ASSIGNED TASK. Could you please write out each line of the records exactly, minus the pictures?

Source records.
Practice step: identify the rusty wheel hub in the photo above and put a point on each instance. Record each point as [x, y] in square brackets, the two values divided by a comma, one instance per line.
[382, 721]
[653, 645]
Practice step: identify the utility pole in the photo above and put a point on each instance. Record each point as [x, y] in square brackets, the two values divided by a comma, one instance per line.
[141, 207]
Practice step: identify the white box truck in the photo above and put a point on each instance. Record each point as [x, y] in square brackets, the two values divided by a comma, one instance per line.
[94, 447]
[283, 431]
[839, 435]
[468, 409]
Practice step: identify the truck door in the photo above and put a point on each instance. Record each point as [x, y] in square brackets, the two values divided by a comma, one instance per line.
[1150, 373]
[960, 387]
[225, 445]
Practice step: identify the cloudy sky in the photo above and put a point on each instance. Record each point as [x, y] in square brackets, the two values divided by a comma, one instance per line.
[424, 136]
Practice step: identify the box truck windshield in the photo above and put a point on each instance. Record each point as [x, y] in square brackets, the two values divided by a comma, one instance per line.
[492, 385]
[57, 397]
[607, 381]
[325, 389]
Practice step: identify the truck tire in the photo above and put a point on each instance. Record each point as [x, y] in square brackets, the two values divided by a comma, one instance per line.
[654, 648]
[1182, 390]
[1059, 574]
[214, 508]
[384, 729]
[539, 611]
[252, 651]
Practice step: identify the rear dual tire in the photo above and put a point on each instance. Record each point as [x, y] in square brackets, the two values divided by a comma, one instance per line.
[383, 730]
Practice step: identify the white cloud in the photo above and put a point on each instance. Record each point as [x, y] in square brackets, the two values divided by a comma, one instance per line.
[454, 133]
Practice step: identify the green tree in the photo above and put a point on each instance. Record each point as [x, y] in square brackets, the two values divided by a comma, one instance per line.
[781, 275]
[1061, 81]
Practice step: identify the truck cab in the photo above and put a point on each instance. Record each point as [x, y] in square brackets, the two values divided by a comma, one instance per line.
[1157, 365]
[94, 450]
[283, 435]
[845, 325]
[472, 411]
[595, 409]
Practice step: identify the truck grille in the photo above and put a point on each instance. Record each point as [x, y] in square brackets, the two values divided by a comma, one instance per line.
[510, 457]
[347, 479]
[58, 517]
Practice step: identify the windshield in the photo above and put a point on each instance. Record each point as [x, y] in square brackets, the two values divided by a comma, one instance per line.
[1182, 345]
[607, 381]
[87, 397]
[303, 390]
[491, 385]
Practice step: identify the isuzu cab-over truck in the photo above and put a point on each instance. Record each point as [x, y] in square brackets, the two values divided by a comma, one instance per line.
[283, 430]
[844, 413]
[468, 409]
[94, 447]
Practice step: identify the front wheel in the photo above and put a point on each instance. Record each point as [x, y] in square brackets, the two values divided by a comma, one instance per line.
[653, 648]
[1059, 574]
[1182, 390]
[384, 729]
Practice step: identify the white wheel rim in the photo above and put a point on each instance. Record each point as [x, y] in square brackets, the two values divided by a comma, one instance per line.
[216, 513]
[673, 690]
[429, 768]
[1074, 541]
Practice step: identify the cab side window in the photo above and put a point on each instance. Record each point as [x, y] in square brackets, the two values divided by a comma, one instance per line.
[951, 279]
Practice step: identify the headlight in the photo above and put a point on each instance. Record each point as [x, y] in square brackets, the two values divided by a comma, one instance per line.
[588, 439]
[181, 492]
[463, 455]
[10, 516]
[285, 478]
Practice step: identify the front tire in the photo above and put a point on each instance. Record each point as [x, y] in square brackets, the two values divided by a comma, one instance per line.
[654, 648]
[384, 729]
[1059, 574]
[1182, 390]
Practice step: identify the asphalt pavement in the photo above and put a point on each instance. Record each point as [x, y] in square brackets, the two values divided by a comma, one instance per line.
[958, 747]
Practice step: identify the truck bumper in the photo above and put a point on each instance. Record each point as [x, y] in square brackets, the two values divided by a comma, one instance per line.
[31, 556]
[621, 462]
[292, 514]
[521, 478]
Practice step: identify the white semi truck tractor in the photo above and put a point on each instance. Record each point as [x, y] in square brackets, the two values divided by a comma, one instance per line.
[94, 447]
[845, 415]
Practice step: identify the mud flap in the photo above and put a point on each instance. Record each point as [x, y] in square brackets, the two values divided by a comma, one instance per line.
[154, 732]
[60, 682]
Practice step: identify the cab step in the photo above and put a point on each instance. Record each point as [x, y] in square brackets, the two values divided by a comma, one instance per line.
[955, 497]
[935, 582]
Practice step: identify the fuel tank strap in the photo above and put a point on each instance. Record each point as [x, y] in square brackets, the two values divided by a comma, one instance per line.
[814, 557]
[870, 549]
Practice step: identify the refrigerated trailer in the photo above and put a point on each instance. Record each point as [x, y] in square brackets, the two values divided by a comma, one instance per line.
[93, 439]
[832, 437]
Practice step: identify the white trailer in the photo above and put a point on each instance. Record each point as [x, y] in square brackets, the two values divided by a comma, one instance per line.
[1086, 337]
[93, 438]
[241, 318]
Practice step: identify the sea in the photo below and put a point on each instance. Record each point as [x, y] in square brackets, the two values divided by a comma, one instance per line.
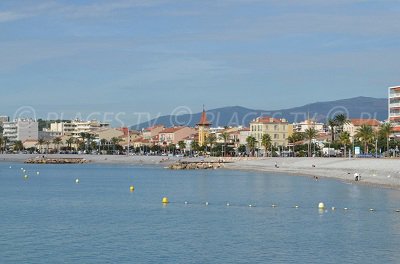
[87, 213]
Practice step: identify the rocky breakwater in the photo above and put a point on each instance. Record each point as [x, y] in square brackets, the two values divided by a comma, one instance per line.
[184, 165]
[57, 160]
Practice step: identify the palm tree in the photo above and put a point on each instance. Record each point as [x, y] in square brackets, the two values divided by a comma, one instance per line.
[366, 135]
[386, 131]
[103, 142]
[41, 143]
[332, 124]
[57, 141]
[115, 141]
[266, 142]
[83, 136]
[194, 145]
[309, 134]
[182, 146]
[69, 142]
[47, 143]
[18, 146]
[344, 139]
[224, 136]
[89, 138]
[340, 120]
[210, 140]
[251, 144]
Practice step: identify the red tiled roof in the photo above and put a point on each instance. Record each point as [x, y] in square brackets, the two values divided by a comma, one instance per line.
[203, 119]
[368, 122]
[268, 119]
[170, 130]
[396, 88]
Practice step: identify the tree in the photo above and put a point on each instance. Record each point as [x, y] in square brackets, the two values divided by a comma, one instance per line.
[114, 142]
[251, 144]
[182, 146]
[47, 143]
[386, 130]
[18, 146]
[366, 135]
[41, 143]
[194, 146]
[332, 124]
[340, 120]
[309, 134]
[344, 139]
[225, 137]
[57, 141]
[242, 149]
[69, 142]
[266, 142]
[83, 136]
[210, 140]
[103, 142]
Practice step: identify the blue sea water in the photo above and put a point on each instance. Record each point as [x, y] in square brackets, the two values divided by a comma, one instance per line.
[48, 218]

RESPONSE.
Practice step: identify the rusty wheel hub in the photo above and put a point on each instance. Record each point as [x, y] in square brackets, the two values divided by a comma, one instance per line.
[382, 721]
[653, 645]
Practice step: identify the utility pole in the photo above and put a point on each instance. Record each point as [x, y] in square brackets, the two values divided by a comma, one instance per line.
[141, 207]
Practice step: identify the white box truck in the photo above and put a point on each instance. Record each point as [x, y] in square brackets, the two values divided by a comma, one instance per line.
[94, 447]
[283, 431]
[839, 435]
[468, 409]
Practice step: identify the truck door in the photo above and put a point on each instance. Record each point as [x, y] in square brackets, the two values divided by a comma, one instance per line.
[1150, 373]
[960, 387]
[225, 445]
Practice step: identify the cloudy sky in the photo above and put a point on each instance. Record each point as [x, y] in square brackets, the two values divided by a comma, one instance per line.
[424, 136]
Practice step: identify the box truck windshield in the photo above and put a point on each instance. Record each point as [x, y] in square brackets, the two values divided by a comma, one instance per line.
[492, 385]
[57, 397]
[607, 381]
[325, 389]
Practice step: identify the truck tire in the photo above and put a point on each instance. Record each point as [x, y] in square brackets, the two values divided by a comma, one instance per line.
[654, 648]
[1182, 390]
[1059, 574]
[214, 508]
[384, 729]
[539, 611]
[252, 651]
Practice step: identify the rear dual tire in the photo above and put a point on each instance. Record each point as [x, y] in square brackets, the two values divided by a comma, one instance per line.
[383, 730]
Practice step: identify the white cloud in the photo above and put a point on each instance. Record each point as [x, y] in square brackets, the two values divided by a comma, one instance per line.
[454, 133]
Practice step: identify the green tree in the photo above and put a point on each instance. Record each point as [x, y] in square brackets, the two values divided by a comma, one instance per line.
[781, 275]
[1061, 81]
Practice step: identify the truck cab in the photo above and put a point on each instance. Record each point as [x, y] in square brackets, the two values divided by a comma, one instance per line.
[1157, 365]
[94, 450]
[283, 435]
[845, 325]
[472, 411]
[595, 409]
Practice step: identify the truck grille in the photo above and put a point on each instance. Record each point as [x, y] in square brackets, the two values divided by a comma, one instance per line.
[510, 457]
[347, 479]
[58, 517]
Practice step: identify the windshield in the photo above and put a point on each instance. Record each point as [x, y] in square brackets, the two values divided by a comma, one instance per line.
[1182, 345]
[607, 381]
[87, 397]
[303, 390]
[491, 385]
Practice step: identify the isuzu cab-over truck in the photo above and put a point on each instance. Record each point as [x, y] in square brackets, the two values divided by a comma, one instance per line.
[283, 430]
[844, 413]
[468, 409]
[94, 447]
Practice step: identify the front wheel in the photo above and put a point on each instance. Record each point as [x, y] in square brackets, the two values divided by a comma, one instance per line.
[653, 648]
[1059, 574]
[1182, 390]
[384, 729]
Practice step: identify the white wheel rim in the photo above and put a point on each instance. Record each point as [x, y] in square brackets, the two values divided by a comma, one instance per line.
[216, 513]
[673, 690]
[429, 768]
[1074, 541]
Practice step: identify the cab side window in the photo above and put a point on each instance. Record each point as [x, y] in square brackets, the two values divided by a comma, one instance per line.
[951, 279]
Practice step: identify the headlight in the photo above and put a point on each instance. Record each point as [x, y] in square brackets, the two values divided by a comma, one instance per line.
[588, 439]
[181, 492]
[463, 455]
[10, 516]
[285, 478]
Practice step: identify the front tire in the photo above and put a point on each instance. Record each point as [x, y] in square brackets, the two values divided by a comma, one instance per line.
[654, 648]
[384, 729]
[1059, 574]
[1182, 390]
Practice step: identify the asphalt pavement in the photo above and put a point on each instance. Record each point as [x, y] in square brackets, the two values divided by a comma, one instance per line.
[958, 747]
Practice step: identify the truck bumper in the photo above and put a point on each instance. Record each point as [x, y] in square brackets, the two values divided by a comma, one instance per line.
[31, 556]
[621, 462]
[292, 514]
[521, 478]
Practice step: identify the white semi truck tractor in the photo above and put a point on each instance. Record each point as [x, y] in square brackets, the two values divided by a comma, one instance per line.
[94, 447]
[845, 415]
Practice step: identify the mud flap in the photo above and put a point on each instance. Record each point as [x, y] in square brackets, the two values divided by a comma, one instance per line.
[154, 732]
[60, 682]
Practice step: identify the cab step in the photo above and put a point on each instance. Record each point as [x, y] in square brackets, the two values divided by a comma, one instance per line.
[955, 497]
[935, 582]
Practice step: identify the fuel tank strap in the photo above and put a point on each instance. Record each point as [x, y] in square brackets, the two values divided by a comma, one instance per line.
[814, 557]
[870, 549]
Practice step: identify the refrigerated trailer in the photo above and put a point on each instance. Record each point as [x, y] in square brackets, the two values divided by a comma, one instance per line.
[93, 439]
[832, 437]
Practice step: identify the white trailer in the photo above and put a point on each instance. Record each point as [x, y] in square brackets, the two values divided by a comma, one instance per line.
[1086, 337]
[93, 438]
[241, 318]
Practice step: identify the sea in the photo below and put a point on each instance. Record each point as [x, y] in square brackets, the two values divided by a comma, one instance per line.
[87, 213]
Practice step: identify the rocky breakwater in the photo above and put a point on each instance. Record each point as [x, y] in square brackets, the two values divided by a comma, one instance per line.
[184, 165]
[57, 160]
Practice step: identify the palm tree in the photo above and put a point on each instance. Record each point as [x, y] in square brackets, the two values divided by a comma, one instance per line.
[366, 135]
[386, 131]
[103, 142]
[41, 143]
[332, 124]
[57, 141]
[115, 141]
[266, 142]
[83, 136]
[194, 145]
[309, 134]
[182, 146]
[69, 142]
[47, 143]
[18, 146]
[344, 139]
[224, 136]
[89, 138]
[340, 120]
[210, 140]
[251, 144]
Practice step: identify the red tiled roof in the photo above and put a point on each instance. Record each point as [x, y] in square brackets, the two values divided by a comma, one instance per line.
[203, 119]
[368, 122]
[268, 119]
[170, 130]
[396, 88]
Practice step: identify the tree in the photo above and put a point on each instance. Record each point as [x, y] in square brackets, the two values divided by a comma, one instance per line.
[114, 142]
[251, 144]
[182, 146]
[47, 143]
[386, 130]
[18, 146]
[366, 135]
[41, 143]
[194, 146]
[332, 124]
[340, 120]
[309, 134]
[344, 139]
[225, 137]
[57, 141]
[242, 149]
[69, 142]
[266, 142]
[83, 136]
[210, 140]
[103, 142]
Practice step: identify the blue sea water in the photo above and put a point on each instance. Record each point as [x, y] in square brackets, the two values divided by a comma, one instance per line.
[48, 218]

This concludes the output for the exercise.